ModernElectron / WarpX

Modern Electron's WarpX repository serves as both a fork of the WarpX code (an advanced electromagnetic Particle-In-Cell code - see https://ecp-warpx.github.io) and the repository for a set of tools used in simulating thermionic devices (mewarpx).
https://mewarpx.readthedocs.io/en/latest/index.html
Other
0 stars 1 forks source link

Matplotlib Fails To Acquire Lockfile in large MPI jobs #114

Closed peterscherpelz closed 2 years ago

peterscherpelz commented 2 years ago

On large MPI jobs, some threads may fail to obtain a matplotlib lockfile:

  File "run_simulation.py", line 15, in <module>
    from mewarpx import diags, sim_control, runinfo
  File "/merunset/WarpX/mewarpx/mewarpx/diags.py", line 7, in <module>
    from mewarpx.diags_store.field_diagnostic import *
  File "/merunset/WarpX/mewarpx/mewarpx/diags_store/field_diagnostic.py", line 5, in <module>
    from mewarpx.utils_store import util, mwxconstants, plotting
  File "/merunset/WarpX/mewarpx/mewarpx/utils_store/plotting.py", line 1, in <module>
    import matplotlib.pyplot as plt
  File "/home/me_user/.local/lib/python3.8/site-packages/matplotlib/pyplot.py", line 49, in <module>
    import matplotlib.colorbar
  File "/home/me_user/.local/lib/python3.8/site-packages/matplotlib/colorbar.py", line 21, in <module>
    from matplotlib import _api, collections, cm, colors, contour, ticker
  File "/home/me_user/.local/lib/python3.8/site-packages/matplotlib/contour.py", line 13, in <module>
    from matplotlib.backend_bases import MouseButton
  File "/home/me_user/.local/lib/python3.8/site-packages/matplotlib/backend_bases.py", line 46, in <module>
    from matplotlib import (
  File "/home/me_user/.local/lib/python3.8/site-packages/matplotlib/textpath.py", line 8, in <module>
    from matplotlib import _text_helpers, dviread, font_manager
  File "/home/me_user/.local/lib/python3.8/site-packages/matplotlib/font_manager.py", line 1447, in <module>
    fontManager = _load_fontmanager()

○ ○ ○ ○

## Aim A
Shift the listing below by rewriting every line, requests included, starting at its first line and ending at the line that contains "left=396, top=51, right=460, bottom=212", with 148 added to each bounding-box coordinate in the answers. Keep the requests and their format samples unchanged, and leave the pictures out.

○ ○ ○ ○

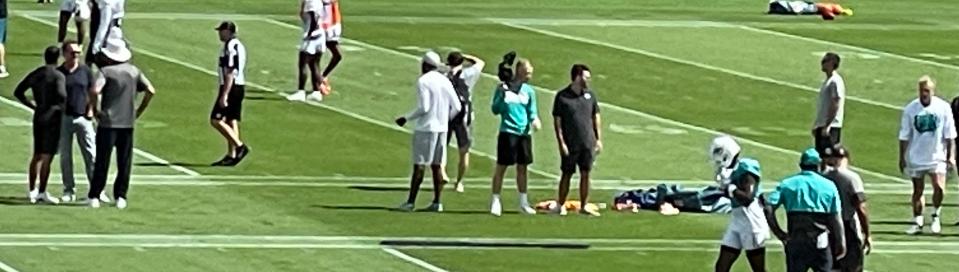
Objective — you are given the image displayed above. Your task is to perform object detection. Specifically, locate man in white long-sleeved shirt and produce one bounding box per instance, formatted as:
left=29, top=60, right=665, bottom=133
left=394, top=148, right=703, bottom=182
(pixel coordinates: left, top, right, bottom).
left=90, top=0, right=127, bottom=63
left=899, top=76, right=956, bottom=235
left=396, top=51, right=460, bottom=212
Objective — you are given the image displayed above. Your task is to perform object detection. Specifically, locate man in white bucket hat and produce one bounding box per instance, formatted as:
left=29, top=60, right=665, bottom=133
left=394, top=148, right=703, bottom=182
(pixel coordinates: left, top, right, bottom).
left=87, top=39, right=156, bottom=209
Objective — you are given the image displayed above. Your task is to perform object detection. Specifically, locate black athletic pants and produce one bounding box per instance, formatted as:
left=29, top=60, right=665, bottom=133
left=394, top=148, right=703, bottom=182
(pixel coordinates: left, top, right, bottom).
left=87, top=127, right=133, bottom=199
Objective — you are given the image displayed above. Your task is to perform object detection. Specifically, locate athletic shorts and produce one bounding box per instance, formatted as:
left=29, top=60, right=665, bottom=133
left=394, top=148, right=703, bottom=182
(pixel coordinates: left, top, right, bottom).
left=60, top=0, right=90, bottom=22
left=496, top=132, right=533, bottom=166
left=0, top=18, right=7, bottom=44
left=413, top=131, right=446, bottom=165
left=446, top=122, right=473, bottom=150
left=33, top=117, right=63, bottom=155
left=210, top=85, right=246, bottom=121
left=906, top=162, right=947, bottom=178
left=300, top=35, right=326, bottom=55
left=721, top=201, right=769, bottom=250
left=559, top=148, right=596, bottom=174
left=814, top=127, right=842, bottom=154
left=326, top=24, right=343, bottom=42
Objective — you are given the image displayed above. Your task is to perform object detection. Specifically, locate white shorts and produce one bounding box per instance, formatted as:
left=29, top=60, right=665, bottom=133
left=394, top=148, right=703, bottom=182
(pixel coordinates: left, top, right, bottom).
left=905, top=162, right=948, bottom=178
left=326, top=25, right=343, bottom=42
left=722, top=200, right=769, bottom=250
left=60, top=0, right=90, bottom=22
left=413, top=131, right=446, bottom=165
left=300, top=36, right=326, bottom=55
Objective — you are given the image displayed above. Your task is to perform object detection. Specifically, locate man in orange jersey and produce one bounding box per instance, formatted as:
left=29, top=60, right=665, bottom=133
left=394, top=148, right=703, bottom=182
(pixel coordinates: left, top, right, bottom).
left=323, top=0, right=343, bottom=91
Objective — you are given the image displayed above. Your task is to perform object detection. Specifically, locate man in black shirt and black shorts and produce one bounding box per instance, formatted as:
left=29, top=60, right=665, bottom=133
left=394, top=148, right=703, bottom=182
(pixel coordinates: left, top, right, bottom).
left=552, top=64, right=603, bottom=216
left=13, top=46, right=67, bottom=204
left=210, top=21, right=250, bottom=166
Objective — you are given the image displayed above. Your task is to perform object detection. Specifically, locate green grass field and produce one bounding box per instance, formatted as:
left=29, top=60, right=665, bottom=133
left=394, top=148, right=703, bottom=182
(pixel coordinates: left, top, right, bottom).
left=0, top=0, right=959, bottom=272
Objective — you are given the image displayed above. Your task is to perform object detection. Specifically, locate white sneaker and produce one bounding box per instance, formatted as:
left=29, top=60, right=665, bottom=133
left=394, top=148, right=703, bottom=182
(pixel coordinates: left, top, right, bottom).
left=60, top=193, right=77, bottom=203
left=306, top=92, right=323, bottom=102
left=286, top=90, right=306, bottom=102
left=100, top=192, right=112, bottom=203
left=489, top=198, right=503, bottom=216
left=87, top=198, right=100, bottom=209
left=906, top=225, right=922, bottom=235
left=40, top=193, right=60, bottom=205
left=579, top=207, right=600, bottom=217
left=27, top=189, right=40, bottom=204
left=549, top=205, right=568, bottom=216
left=426, top=203, right=443, bottom=212
left=931, top=216, right=942, bottom=234
left=117, top=197, right=127, bottom=210
left=396, top=203, right=413, bottom=212
left=519, top=204, right=536, bottom=215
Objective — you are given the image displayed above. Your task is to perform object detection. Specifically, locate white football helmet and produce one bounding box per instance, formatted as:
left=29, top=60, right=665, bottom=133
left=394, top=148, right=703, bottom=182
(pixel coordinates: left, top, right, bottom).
left=708, top=135, right=742, bottom=170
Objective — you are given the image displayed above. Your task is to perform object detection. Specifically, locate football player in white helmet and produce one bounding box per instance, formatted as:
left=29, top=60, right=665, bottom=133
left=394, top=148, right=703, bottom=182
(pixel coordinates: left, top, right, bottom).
left=57, top=0, right=90, bottom=47
left=708, top=135, right=742, bottom=185
left=708, top=135, right=769, bottom=272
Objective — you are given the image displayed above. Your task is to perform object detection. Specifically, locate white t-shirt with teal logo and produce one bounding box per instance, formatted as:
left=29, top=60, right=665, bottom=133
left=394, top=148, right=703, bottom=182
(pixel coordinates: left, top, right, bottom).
left=899, top=96, right=956, bottom=169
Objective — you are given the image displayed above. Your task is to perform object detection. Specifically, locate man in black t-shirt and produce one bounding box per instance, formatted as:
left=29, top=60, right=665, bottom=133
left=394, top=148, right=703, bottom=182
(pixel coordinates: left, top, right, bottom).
left=13, top=46, right=67, bottom=204
left=553, top=64, right=603, bottom=216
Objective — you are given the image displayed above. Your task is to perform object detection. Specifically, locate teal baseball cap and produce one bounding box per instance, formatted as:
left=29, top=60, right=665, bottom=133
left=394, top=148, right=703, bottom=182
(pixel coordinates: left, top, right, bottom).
left=799, top=148, right=822, bottom=166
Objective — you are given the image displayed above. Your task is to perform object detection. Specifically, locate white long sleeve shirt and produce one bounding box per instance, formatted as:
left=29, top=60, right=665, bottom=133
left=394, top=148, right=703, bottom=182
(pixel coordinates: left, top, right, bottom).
left=405, top=71, right=461, bottom=132
left=91, top=0, right=126, bottom=54
left=899, top=96, right=956, bottom=168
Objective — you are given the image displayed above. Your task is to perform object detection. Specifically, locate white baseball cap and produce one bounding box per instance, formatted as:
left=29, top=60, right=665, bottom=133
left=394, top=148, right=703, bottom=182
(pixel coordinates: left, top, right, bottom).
left=423, top=50, right=443, bottom=68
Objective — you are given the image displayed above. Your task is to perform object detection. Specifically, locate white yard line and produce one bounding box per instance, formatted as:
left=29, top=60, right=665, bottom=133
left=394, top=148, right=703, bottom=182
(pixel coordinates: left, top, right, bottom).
left=488, top=23, right=909, bottom=183
left=19, top=10, right=959, bottom=30
left=383, top=247, right=447, bottom=272
left=0, top=92, right=200, bottom=177
left=502, top=22, right=902, bottom=111
left=0, top=234, right=959, bottom=254
left=263, top=18, right=910, bottom=183
left=21, top=14, right=559, bottom=182
left=740, top=26, right=959, bottom=72
left=0, top=179, right=932, bottom=195
left=0, top=261, right=20, bottom=272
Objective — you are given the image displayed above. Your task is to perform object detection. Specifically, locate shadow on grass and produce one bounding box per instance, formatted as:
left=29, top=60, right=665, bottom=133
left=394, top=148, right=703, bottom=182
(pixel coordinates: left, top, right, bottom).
left=869, top=220, right=913, bottom=226
left=133, top=162, right=211, bottom=167
left=872, top=231, right=959, bottom=237
left=346, top=185, right=408, bottom=192
left=311, top=205, right=519, bottom=214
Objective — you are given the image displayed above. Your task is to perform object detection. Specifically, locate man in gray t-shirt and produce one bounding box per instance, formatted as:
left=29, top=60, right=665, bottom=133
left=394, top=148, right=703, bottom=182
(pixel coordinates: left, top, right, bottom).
left=87, top=47, right=156, bottom=209
left=812, top=52, right=846, bottom=153
left=823, top=144, right=872, bottom=271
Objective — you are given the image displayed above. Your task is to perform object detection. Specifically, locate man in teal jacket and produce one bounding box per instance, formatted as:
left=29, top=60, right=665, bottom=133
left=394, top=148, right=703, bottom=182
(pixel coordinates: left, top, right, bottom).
left=490, top=59, right=541, bottom=216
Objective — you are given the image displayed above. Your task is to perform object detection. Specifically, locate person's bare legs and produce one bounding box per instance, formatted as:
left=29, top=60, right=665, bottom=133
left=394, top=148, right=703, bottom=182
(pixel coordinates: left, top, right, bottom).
left=490, top=164, right=509, bottom=216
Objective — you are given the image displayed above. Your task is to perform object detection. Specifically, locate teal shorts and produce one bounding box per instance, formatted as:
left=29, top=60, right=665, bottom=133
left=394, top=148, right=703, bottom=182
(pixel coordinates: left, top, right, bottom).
left=0, top=18, right=7, bottom=44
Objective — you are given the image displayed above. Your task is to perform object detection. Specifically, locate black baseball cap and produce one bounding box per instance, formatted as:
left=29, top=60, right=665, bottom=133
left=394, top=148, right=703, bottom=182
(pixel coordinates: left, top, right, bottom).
left=822, top=144, right=849, bottom=158
left=215, top=21, right=236, bottom=32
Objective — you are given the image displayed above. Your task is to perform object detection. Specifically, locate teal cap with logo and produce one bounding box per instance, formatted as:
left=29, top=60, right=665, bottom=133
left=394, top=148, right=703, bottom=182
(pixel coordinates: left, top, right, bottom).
left=799, top=148, right=822, bottom=166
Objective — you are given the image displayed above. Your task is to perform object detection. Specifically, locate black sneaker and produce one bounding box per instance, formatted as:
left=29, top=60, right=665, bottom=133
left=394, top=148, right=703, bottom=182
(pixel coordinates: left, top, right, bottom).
left=226, top=145, right=250, bottom=166
left=211, top=155, right=234, bottom=166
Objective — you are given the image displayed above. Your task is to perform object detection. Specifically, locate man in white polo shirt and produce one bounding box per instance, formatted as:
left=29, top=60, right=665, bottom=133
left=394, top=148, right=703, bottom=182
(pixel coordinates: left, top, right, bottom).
left=812, top=52, right=846, bottom=153
left=899, top=76, right=956, bottom=235
left=396, top=51, right=461, bottom=212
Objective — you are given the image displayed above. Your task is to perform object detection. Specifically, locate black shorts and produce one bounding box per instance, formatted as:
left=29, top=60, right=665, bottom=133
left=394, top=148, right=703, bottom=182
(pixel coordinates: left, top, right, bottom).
left=446, top=122, right=473, bottom=150
left=815, top=127, right=842, bottom=154
left=833, top=220, right=865, bottom=271
left=210, top=85, right=246, bottom=121
left=33, top=117, right=61, bottom=155
left=559, top=148, right=596, bottom=174
left=496, top=132, right=533, bottom=166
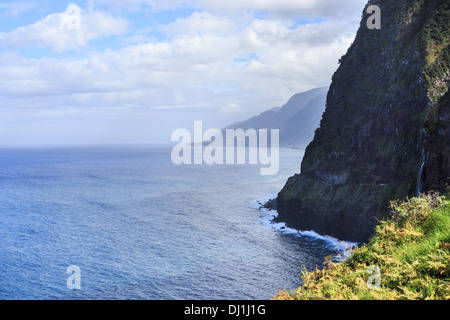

○ ○ ○ ○

## Aim B
Repeat the WarpX lockfile issue page in full, word for word.

## Correct result A
Objective — you are given the image displayed above. Your task is to perform object detection. Specifically, locate man in white long-sleeved shirt and produce one bounding box per instance, formatted as:
left=29, top=60, right=665, bottom=133
left=394, top=148, right=703, bottom=182
(pixel coordinates: left, top, right, bottom).
left=238, top=148, right=275, bottom=211
left=1047, top=224, right=1104, bottom=383
left=544, top=199, right=608, bottom=360

## Correct result B
ModernElectron / WarpX

Modern Electron's WarpX repository serves as both a fork of the WarpX code (an advanced electromagnetic Particle-In-Cell code - see https://ecp-warpx.github.io) and the repository for a set of tools used in simulating thermionic devices (mewarpx).
https://mewarpx.readthedocs.io/en/latest/index.html
Other
0 stars 1 forks source link

Matplotlib Fails To Acquire Lockfile in large MPI jobs #114

Closed peterscherpelz closed 2 years ago

peterscherpelz commented 2 years ago

On large MPI jobs, some threads may fail to obtain a matplotlib lockfile:

  File "run_simulation.py", line 15, in <module>
    from mewarpx import diags, sim_control, runinfo
  File "/merunset/WarpX/mewarpx/mewarpx/diags.py", line 7, in <module>
    from mewarpx.diags_store.field_diagnostic import *
  File "/merunset/WarpX/mewarpx/mewarpx/diags_store/field_diagnostic.py", line 5, in <module>
    from mewarpx.utils_store import util, mwxconstants, plotting
  File "/merunset/WarpX/mewarpx/mewarpx/utils_store/plotting.py", line 1, in <module>
    import matplotlib.pyplot as plt
  File "/home/me_user/.local/lib/python3.8/site-packages/matplotlib/pyplot.py", line 49, in <module>
    import matplotlib.colorbar
  File "/home/me_user/.local/lib/python3.8/site-packages/matplotlib/colorbar.py", line 21, in <module>
    from matplotlib import _api, collections, cm, colors, contour, ticker
  File "/home/me_user/.local/lib/python3.8/site-packages/matplotlib/contour.py", line 13, in <module>
    from matplotlib.backend_bases import MouseButton
  File "/home/me_user/.local/lib/python3.8/site-packages/matplotlib/backend_bases.py", line 46, in <module>
    from matplotlib import (
  File "/home/me_user/.local/lib/python3.8/site-packages/matplotlib/textpath.py", line 8, in <module>
    from matplotlib import _text_helpers, dviread, font_manager
  File "/home/me_user/.local/lib/python3.8/site-packages/matplotlib/font_manager.py", line 1447, in <module>
    fontManager = _load_fontmanager()